Please print the full listing exactly.

-*-*-

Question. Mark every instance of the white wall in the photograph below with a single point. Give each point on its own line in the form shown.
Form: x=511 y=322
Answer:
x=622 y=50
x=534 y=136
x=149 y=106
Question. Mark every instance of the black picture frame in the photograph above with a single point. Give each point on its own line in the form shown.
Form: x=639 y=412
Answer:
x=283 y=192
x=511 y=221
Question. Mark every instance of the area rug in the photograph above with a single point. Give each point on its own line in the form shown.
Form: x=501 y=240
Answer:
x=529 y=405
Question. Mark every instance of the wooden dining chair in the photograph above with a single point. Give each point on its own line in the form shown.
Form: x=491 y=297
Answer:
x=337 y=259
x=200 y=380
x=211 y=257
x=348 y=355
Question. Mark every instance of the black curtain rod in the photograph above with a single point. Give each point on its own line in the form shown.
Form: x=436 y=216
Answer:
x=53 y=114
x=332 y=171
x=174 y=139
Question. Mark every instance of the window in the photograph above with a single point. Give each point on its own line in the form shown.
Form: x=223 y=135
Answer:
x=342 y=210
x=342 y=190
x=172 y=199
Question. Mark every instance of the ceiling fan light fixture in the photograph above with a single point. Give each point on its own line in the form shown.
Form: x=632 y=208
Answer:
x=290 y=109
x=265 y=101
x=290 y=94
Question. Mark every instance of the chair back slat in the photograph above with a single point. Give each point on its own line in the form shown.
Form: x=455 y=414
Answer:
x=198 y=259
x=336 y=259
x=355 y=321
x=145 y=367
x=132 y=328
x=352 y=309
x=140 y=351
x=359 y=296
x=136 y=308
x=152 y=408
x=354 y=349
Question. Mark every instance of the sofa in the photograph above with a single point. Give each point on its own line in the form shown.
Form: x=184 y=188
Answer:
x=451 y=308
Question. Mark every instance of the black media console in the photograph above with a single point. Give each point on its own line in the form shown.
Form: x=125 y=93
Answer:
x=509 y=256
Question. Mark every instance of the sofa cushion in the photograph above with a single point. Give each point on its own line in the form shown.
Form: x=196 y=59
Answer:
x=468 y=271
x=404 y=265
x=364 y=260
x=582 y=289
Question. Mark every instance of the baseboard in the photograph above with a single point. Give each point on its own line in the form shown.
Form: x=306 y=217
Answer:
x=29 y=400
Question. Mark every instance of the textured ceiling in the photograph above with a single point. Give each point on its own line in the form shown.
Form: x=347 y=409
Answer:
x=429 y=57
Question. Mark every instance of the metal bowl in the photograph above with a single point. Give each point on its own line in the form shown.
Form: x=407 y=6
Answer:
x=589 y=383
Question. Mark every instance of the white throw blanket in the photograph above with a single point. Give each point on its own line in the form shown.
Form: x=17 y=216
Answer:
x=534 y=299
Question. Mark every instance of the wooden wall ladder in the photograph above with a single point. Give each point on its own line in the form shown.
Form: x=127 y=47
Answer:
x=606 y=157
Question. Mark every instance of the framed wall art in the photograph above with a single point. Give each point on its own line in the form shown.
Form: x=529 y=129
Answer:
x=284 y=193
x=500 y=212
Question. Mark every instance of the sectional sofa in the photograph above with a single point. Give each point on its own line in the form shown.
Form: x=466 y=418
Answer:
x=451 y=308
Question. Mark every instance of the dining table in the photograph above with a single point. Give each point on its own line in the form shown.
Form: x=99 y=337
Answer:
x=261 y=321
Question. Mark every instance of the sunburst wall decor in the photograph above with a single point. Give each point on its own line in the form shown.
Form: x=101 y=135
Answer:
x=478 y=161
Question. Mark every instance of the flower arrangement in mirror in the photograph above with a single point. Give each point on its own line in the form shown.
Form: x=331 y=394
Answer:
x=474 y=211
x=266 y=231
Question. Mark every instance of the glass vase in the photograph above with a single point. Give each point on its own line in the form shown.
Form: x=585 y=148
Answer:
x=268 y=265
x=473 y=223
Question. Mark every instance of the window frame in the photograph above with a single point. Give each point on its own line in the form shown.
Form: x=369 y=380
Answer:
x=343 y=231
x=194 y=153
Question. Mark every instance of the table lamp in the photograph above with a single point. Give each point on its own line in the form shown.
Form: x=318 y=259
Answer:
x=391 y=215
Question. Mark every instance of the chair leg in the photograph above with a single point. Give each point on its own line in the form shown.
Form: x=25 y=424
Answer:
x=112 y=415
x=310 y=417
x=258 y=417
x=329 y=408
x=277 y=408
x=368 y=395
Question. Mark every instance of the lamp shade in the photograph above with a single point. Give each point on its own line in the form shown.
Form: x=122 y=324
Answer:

-*-*-

(Answer box):
Question. Mark every instance of the white wall in the photograph below with a single point. Give each point on its own line in the form shown.
Form: x=511 y=322
Answer:
x=622 y=50
x=534 y=136
x=149 y=106
Question. Mark every instance of the black picture frame in the photograph above with a single point. Give each point on its own line in the form shown.
Form: x=639 y=412
Answer:
x=283 y=192
x=511 y=221
Question. Mark every instance of the area rug in the photograph above with a single point. Give each point on its own line in the form shown.
Form: x=501 y=240
Answer:
x=529 y=405
Question. Mark every instance of the wooden dining chair in the photograph above with a single point. Give each point on its own line in the form shown.
Form: x=491 y=297
Answer:
x=337 y=259
x=200 y=380
x=211 y=257
x=348 y=355
Question. Mark every instance of the black curtain rod in the photograph above with a single point. Give each point on its own line in the form shown.
Form: x=436 y=216
Answer:
x=53 y=114
x=332 y=171
x=174 y=139
Question. Mark every instance of the window in the photograph above with a single point. Give each point on its own line in the form shown.
Form: x=223 y=135
Answer:
x=342 y=210
x=342 y=190
x=172 y=199
Question. Mark every instance of the ceiling fan light fixture in the photograph above with a single point. Give each point on its own line in the form shown.
Form: x=632 y=208
Answer:
x=290 y=109
x=265 y=101
x=290 y=94
Question. Mark every instance of the chair back slat in the photograph above with a single point. Give each point on its own line in the form shown.
Form: x=455 y=414
Answer:
x=198 y=259
x=336 y=259
x=355 y=321
x=145 y=367
x=132 y=328
x=352 y=309
x=140 y=351
x=359 y=296
x=136 y=308
x=152 y=408
x=354 y=349
Question. Mark every instance of the sofa in the photograph above with a single point. Give each point on its own line in the form shown.
Form: x=184 y=188
Answer:
x=451 y=308
Question. Mark every instance of the black media console in the photograph above with a single point. Give each point on its own line in the form shown.
Form: x=125 y=93
Answer:
x=509 y=256
Question. Mark every instance of the sofa cushion in the photograph above with a single point. Give each point on its own line in the form shown.
Form: x=196 y=59
Answer:
x=468 y=271
x=404 y=265
x=364 y=260
x=582 y=289
Question. Mark every instance of the baseboard in the photograph above with a single point. Give each point on its own line in the form shown.
Form: x=306 y=217
Answer:
x=29 y=400
Question. Mark every instance of the textured ceiling in the photograph above with a single point. Give each point on its own line in the form shown.
Form: x=347 y=409
Answer:
x=429 y=57
Question. Mark every instance of the metal bowl in the photograph above with a single point. Give each point on its own line in the form shown.
Form: x=407 y=6
Answer:
x=589 y=383
Question. Mark every instance of the white throw blanket in the photograph above with a single point. Give each point on its own line in the form shown.
Form: x=17 y=216
Answer:
x=534 y=299
Question. Mark every instance of the wooden wall ladder in the photograph above with a single point. Give each point on its own line in the form shown.
Form: x=127 y=47
Answer:
x=606 y=157
Question. Mark every instance of the framed wall art in the photograph above with a single point. Give each point on its own line in the form shown.
Form: x=529 y=129
Answer:
x=284 y=193
x=500 y=212
Question. Mark every instance of the sectional sofa in the photograph above with a single point. Give each point on its own line in the form shown.
Form: x=466 y=418
Answer:
x=451 y=308
Question. Mark every instance of the dining table in the photograph above with a single point. Give each point on its own line in the form shown.
Form: x=99 y=337
Answer:
x=261 y=321
Question. Mark every instance of the sunburst wall decor in the photograph above with a single point. Give each point on its own line in the form shown.
Form: x=101 y=135
Answer:
x=478 y=161
Question. Mark every instance of the flower arrangement in mirror in the photograph above with a single point. Give each point on its own line in the form shown.
Form: x=331 y=394
Answer:
x=474 y=211
x=266 y=231
Question. Mark every instance of the glass vase in the photograph above with a single point. Give each point on its own line in the form shown.
Form: x=585 y=148
Answer:
x=268 y=265
x=473 y=223
Question. Mark every instance of the window frame in the photograph above with a single point. Give each point on its own line in the form shown.
Form: x=369 y=380
Answer:
x=343 y=231
x=194 y=153
Question. Mark every instance of the table lamp in the photograph above with a single point. Give each point on its own line in the form shown.
Form: x=318 y=259
Answer:
x=391 y=215
Question. Mark every instance of the chair leg in the photograph above with a single point. Give each point on its own line in the form shown.
Form: x=25 y=424
Answer:
x=112 y=415
x=310 y=417
x=258 y=417
x=329 y=408
x=277 y=408
x=368 y=395
Question. Mark every instance of the lamp shade in the photograph above with a single point. Give each point on its own line in the form shown.
Form: x=122 y=324
Answer:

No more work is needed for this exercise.